▶ [Page extract]:
————————
2. The results of operations for the three-month periods ended
March 31, 1997 and 1996 are not necessarily indicative of the
results to be expected for the full year.
3. Earnings per share are based upon the average number of common
and common equivalent (dilutive stock options and warrants)
shares outstanding during each period (5,212,330 at March 31,
1997 and 5,198,402 at December 31, 1996).
4. The Company leases its corporate offices, warehouse facilities
and data processing equipment. Those leases are classified as
operating leases as they do not meet the capitalization
criteria of FASB Statement No. 13. The office and warehouse
leases expire over the next eight years and the equipment
leases expire over the next five years.
The minimum future rental commitments under noncancellable
operating leases having an initial or remaining term in excess
of one year as of December 31, 1996 are as follows:
<TABLE>
<CAPTION>
Year Ending
December 31, Equipment Facilities Total
-----------------------------------------------------
(dollars in thousands)
<S> <C> <C> <C>
1997 $ 81 $2,930 $3,011
1998 79 2,555 2,634
1999 13 1,482 1,495
2000 3 454 457
2001 -- 434 434
Thereafter -- 1,439 1,439
------ ------ ------
$ 176 $9,294 $9,470
====== ====== ======
</TABLE>
5
<PAGE> 6
ITEM 2. MANAGEMENT'S DISCUSSION AND ANALYSIS OF FINANCIAL CONDITION AND
RESULTS OF OPERATIONS
---------------------------------------------------------------
General
Factors Generally Affecting Sales of RV and Boating Products
------------------------------------------------------------
The Company is the largest wholesale distributor of replacement parts,
accessories and supplies for recreational vehicles, and one of the largest
distributors of replacement parts, accessories and supplies for boats, in North
America. Sales are made by the Company to retail parts and supplies stores,
service and repair establishments, and new and used recreational vehicle and
boat dealers ("After-Market Customers"). The Company's sales are affected
primarily by (i) usage of recreational vehicles and boats which affects the
consumers' needs for and purchases of replacement parts, repair services and
supplies, and (ii) sales of new recreational vehicles and boats, because
consumers often "accessorize" their recreational vehicles and boats at the time
of purchase.
————————
▶ [Data lines]:
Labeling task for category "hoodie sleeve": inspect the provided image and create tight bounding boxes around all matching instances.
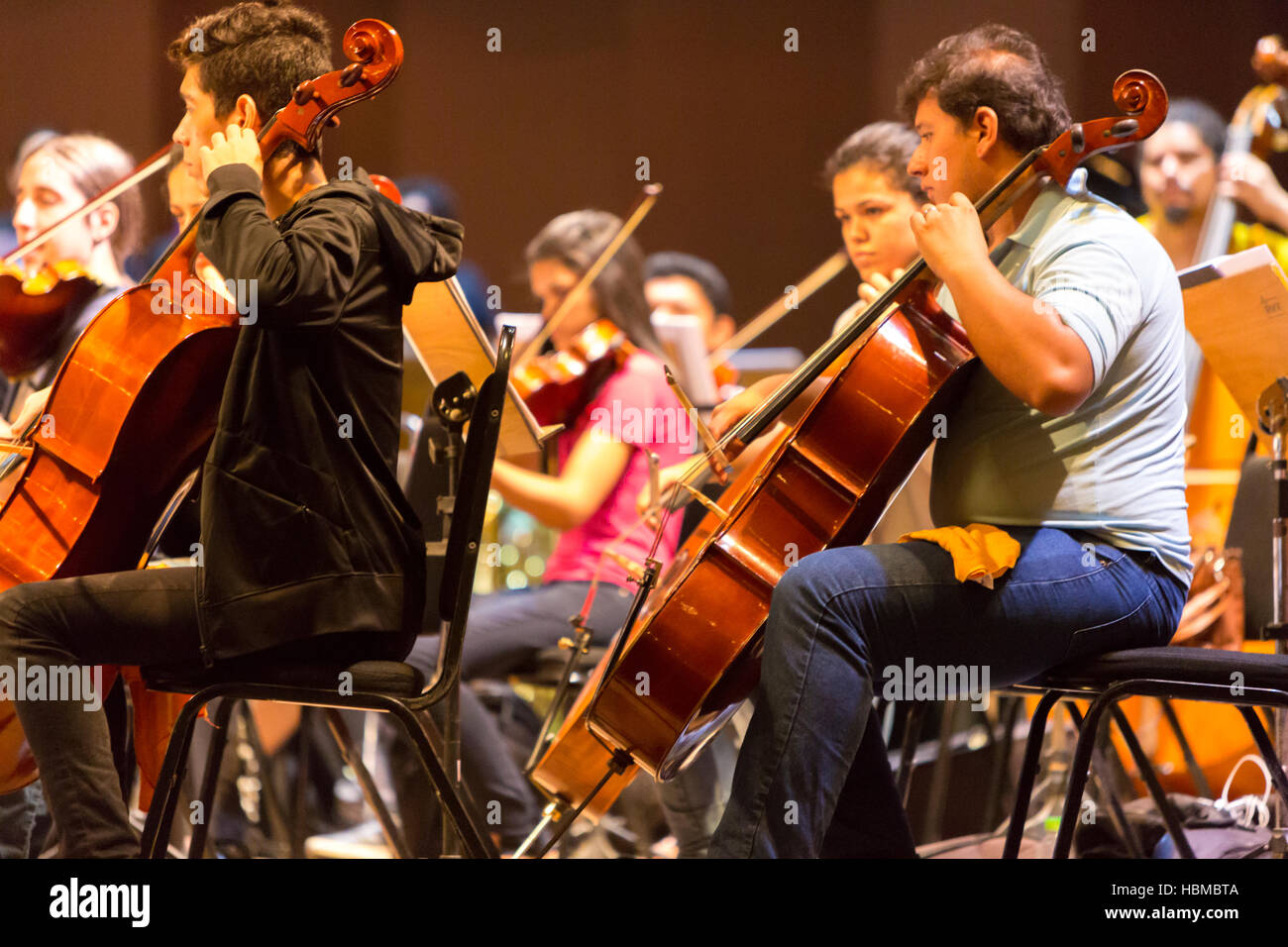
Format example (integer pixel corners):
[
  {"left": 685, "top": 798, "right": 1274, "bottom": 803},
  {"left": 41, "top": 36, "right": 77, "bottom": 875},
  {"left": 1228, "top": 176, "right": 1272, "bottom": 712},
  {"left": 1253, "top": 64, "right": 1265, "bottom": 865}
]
————————
▶ [Written tasks]:
a. Set out the hoodie sleeve labeling entry as a JSON list of strings, one string per line, skipping blank lines and leaving out the picture.
b. Carry on the filing excerpt about the RV and boating parts distributor from the point where it stops.

▶ [Answers given]:
a.
[
  "Labeling task for category \"hoodie sleeve\": inspect the provided image and create tight bounding boxes around all matching instances.",
  "Format example (integer pixel corners):",
  "[",
  "  {\"left\": 685, \"top\": 798, \"right\": 1274, \"bottom\": 803},",
  "  {\"left\": 41, \"top\": 36, \"right\": 77, \"bottom\": 875},",
  "  {\"left\": 1228, \"top\": 176, \"right\": 1272, \"bottom\": 712},",
  "  {\"left\": 1253, \"top\": 64, \"right\": 1265, \"bottom\": 865}",
  "]"
]

b.
The usage and the purchase, by consumers, of recreational vehicles and
boats depend, in large measure, upon the extent of discretionary income
available to consumers and their confidence about economic conditions. Weather
conditions also affect the usage of recreational vehicles and boats. As a
result, the Company's sales and operating results can be, and in the past have
been, adversely affected by recessionary economic conditions, increases in
interest rates, which affect the availability and affordability of financing for
purchases of recreational vehicles and boats, increases in gasoline prices which
adversely affect the costs of using recreational vehicles and boats, and
unusually adverse winter weather conditions.
Until 1993, the Company's business consisted primarily of distributing
and marketing to its customers products that the Company purchased from third
party manufacturers and that were sold under the brand names of those
manufacturers. During the past four years, the Company has introduced into the
marketplace a growing number of "proprietary products". These products have been
designed for the Company by independent design professionals, to the Company's
product specifications, are produced by independent manufacturers specifically
for the Company and are marketed and sold by the Company under its own brand
names. Sales of proprietary products, which accounted for 10% of the Company's
net sales in 1994, increased to 15% and then to 23% of net sales in 1995 and
1996, respectively, both as a result of greater market acceptance of the
Company's proprietary products and additions by the Company of new products to
its proprietary products line.
Factors Affecting Recent Operating Results
------------------------------------------
During the five-year period ended December 31, 1995, the Company
purchased substantially all of its requirements for air conditioners, awnings
and refrigerators for recreational vehicles from Dometic Corporation
("Dometic"), a division of White Consolidated Industries. Sales of such products
accounted for 22% and 24%, respectively, of the Company's sales in 1994 and
1995. During the first quarter of 1996 Dometic terminated its supply agreement
with the Company (as well as its supply agreements with other independent
distributors) as a result of its decision to integrate its operations vertically
by marketing its products directly to After-Market Customers in direct
competition with the Company and other After-Market distributors of RV products.
In response to that action by Dometic, the Company entered into a supply
contract with Recreation Vehicle Products, Inc. ("RVP"), which manufactures
air conditioners under the Coleman(R) brand name and awnings under the Faulkner
brand name. Under that contract, RVP agreed to supply all of the Company's
requirements for RV air conditioners and awnings for a minimum term of five
years, commencing in 1996.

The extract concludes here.